* **INSTRUCTION**
Continue the poetry prompt page past its last line.

* **DOCUMENT**
☆ ☆ ☆
Prompt For Hour Five

Write a poem about a specific location that meant a lot to you as a child or teenager that you have not returned to in many years. It could be a house, a park, a country, anywhere that had particular significance. The focus of the poem could be on the location itself, or it could be on something(s) that happened there, or someone you spent a lot of time with there.

3 thoughts on “Prompt For Hour Five

  1. Hidden up the hill, atop a growing tree
    He built a fort of wood, just for little me
    He gave it shelves for cups & broken pottery
    He drew a vase & flowers, a VCR, TV.

    I’d climb up, sit and play until my mother’d call
    Then backwards down the ladder, careful not to fall
    Then roll on down the hill, a messy little ball
    And wash up in the kitchen, just on down the hall.
☆ ☆ ☆
* **MATERIAL SUPPLIED**
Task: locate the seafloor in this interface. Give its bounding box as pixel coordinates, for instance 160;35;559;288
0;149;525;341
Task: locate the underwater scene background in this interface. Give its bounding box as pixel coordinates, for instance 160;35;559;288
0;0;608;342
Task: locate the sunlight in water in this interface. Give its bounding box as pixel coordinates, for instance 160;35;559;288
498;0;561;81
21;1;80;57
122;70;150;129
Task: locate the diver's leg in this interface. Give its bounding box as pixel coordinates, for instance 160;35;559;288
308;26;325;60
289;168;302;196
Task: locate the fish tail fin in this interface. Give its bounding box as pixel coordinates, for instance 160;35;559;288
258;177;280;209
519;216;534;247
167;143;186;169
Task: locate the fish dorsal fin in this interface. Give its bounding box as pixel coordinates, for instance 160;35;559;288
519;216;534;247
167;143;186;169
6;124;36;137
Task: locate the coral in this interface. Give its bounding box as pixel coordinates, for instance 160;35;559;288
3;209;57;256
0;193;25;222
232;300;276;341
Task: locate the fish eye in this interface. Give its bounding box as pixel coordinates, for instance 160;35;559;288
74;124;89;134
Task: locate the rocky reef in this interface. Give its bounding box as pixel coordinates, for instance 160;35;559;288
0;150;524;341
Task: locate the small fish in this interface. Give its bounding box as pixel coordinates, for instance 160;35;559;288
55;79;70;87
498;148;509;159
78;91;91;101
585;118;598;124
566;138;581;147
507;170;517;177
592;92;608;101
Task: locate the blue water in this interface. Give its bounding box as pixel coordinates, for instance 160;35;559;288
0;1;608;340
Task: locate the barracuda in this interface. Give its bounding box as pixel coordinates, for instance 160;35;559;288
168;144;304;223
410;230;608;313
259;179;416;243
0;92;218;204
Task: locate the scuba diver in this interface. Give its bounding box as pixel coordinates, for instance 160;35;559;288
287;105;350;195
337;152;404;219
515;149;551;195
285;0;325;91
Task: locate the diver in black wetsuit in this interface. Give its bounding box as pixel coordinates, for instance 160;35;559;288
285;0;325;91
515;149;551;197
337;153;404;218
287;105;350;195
☆ ☆ ☆
* **REPLY TO THE TASK**
  2. The Alley

    We remember well the white concrete urban driveway we called “The Alley” with pairs of tall cedar telephone poles with thick black wires strewn across two parallel blocks of two-story row homes. We boys wore our high-top Keds and Chuck Taylors proudly; we boys who seldom (ever?) played games with girls, games called half-ball, wall-ball, and wire ball; we boys who, all summer long, flipped Topps baseball cards and watched them fall to the ground like helicopters landing on tarmacs; we boys who wrestled on small patches of grass; we boys who fought over “safes” and “outs” and “fouls” as we ran bases made of discarded rags, and shot basketballs at painted plywood backboards and orange rims that our dads constructed to “keep us busy” all day long; we boys who laughed until our stomachs hurt and our eyes watered.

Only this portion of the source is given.